# EXERCISE OBJECTIVE
Find every line in the material below that contains the string "eyeglass" and copy each one out in full. Case counts, so only an exact match qualifies.
========
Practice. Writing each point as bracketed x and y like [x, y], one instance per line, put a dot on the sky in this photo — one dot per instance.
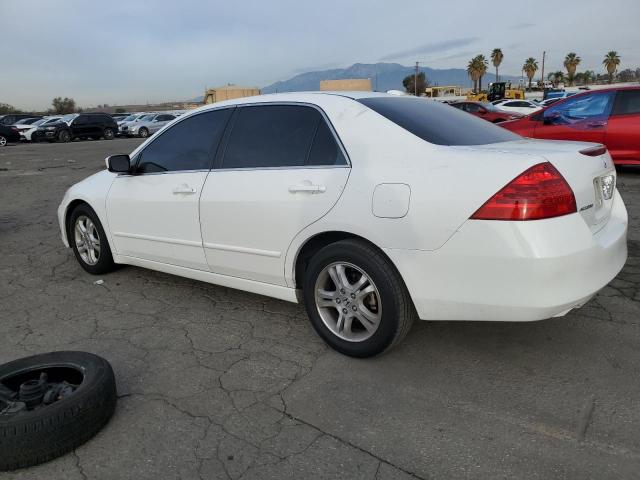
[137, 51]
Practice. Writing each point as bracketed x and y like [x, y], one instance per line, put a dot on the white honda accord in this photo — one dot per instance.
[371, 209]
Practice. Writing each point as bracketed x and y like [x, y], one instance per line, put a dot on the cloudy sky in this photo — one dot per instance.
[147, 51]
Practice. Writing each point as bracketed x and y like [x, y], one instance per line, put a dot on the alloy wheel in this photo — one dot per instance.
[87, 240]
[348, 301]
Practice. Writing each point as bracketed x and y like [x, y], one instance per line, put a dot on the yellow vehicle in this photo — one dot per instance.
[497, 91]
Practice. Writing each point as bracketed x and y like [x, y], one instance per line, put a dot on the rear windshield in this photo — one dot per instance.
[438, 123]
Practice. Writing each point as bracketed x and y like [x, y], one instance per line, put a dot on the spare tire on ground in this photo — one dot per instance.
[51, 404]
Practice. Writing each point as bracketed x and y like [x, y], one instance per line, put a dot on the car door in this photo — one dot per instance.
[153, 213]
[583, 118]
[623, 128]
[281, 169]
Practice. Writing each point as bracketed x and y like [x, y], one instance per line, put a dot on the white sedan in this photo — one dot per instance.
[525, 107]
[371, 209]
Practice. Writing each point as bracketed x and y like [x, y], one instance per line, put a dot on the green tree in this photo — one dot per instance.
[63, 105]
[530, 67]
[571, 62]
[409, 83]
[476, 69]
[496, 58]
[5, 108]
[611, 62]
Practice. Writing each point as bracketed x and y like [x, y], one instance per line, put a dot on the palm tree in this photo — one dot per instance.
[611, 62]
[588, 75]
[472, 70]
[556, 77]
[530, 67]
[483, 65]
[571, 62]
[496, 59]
========
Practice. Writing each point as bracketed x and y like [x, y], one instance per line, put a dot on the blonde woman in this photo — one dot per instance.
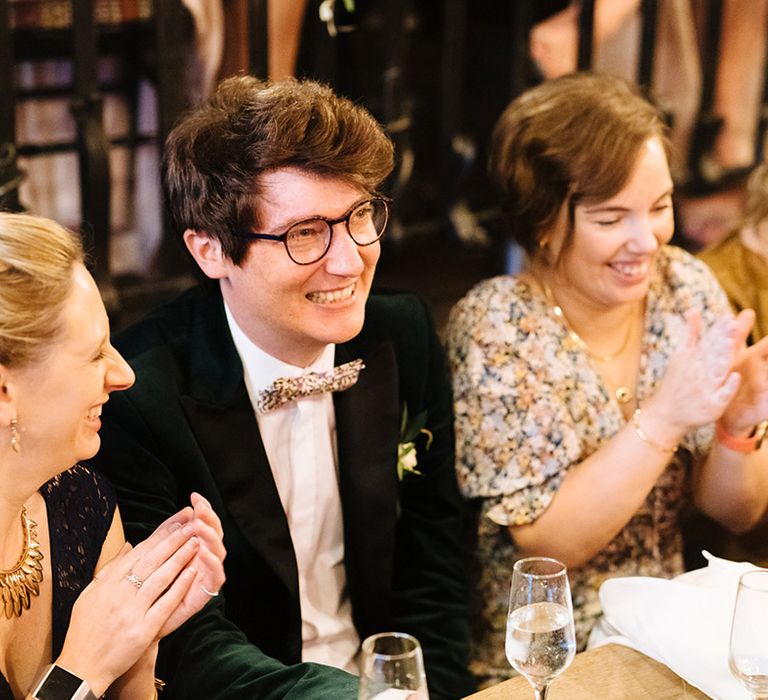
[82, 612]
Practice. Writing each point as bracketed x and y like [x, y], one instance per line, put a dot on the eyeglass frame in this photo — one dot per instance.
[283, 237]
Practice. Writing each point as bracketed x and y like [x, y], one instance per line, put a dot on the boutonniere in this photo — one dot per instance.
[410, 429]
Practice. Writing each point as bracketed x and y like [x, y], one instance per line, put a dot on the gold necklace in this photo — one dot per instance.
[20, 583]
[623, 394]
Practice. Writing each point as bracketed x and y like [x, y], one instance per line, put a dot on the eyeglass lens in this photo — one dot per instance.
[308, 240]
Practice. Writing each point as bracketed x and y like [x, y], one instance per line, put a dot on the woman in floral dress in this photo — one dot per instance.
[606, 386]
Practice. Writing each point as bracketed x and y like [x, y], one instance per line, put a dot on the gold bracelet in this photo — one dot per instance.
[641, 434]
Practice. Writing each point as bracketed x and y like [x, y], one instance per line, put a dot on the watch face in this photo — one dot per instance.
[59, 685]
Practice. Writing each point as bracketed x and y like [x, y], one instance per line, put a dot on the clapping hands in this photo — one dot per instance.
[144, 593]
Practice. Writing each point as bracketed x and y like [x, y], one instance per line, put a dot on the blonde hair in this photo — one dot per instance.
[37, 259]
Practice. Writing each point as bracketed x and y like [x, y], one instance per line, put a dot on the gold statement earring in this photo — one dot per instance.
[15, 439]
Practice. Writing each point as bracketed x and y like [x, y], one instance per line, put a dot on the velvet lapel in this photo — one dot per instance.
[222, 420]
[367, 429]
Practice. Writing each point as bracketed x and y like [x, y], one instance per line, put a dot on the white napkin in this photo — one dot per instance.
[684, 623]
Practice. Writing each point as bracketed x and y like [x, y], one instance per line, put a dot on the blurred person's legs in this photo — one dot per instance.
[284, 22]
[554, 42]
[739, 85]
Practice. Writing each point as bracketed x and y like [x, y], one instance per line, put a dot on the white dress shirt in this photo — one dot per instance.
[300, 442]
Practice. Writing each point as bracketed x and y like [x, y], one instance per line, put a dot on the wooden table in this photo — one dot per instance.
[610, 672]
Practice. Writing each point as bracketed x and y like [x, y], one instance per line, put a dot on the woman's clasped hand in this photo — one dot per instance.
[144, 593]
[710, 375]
========
# THE RESPONSE
Practice. Writing each point as bracketed x and y like [x, y], one instance per line, put a dot on the eyeglass frame in this photo — one dot per instance.
Practice. Writing each point as bracketed x and y like [x, y], one instance per line, put a dot on the eyeglass lens in this photo — one dot per instance.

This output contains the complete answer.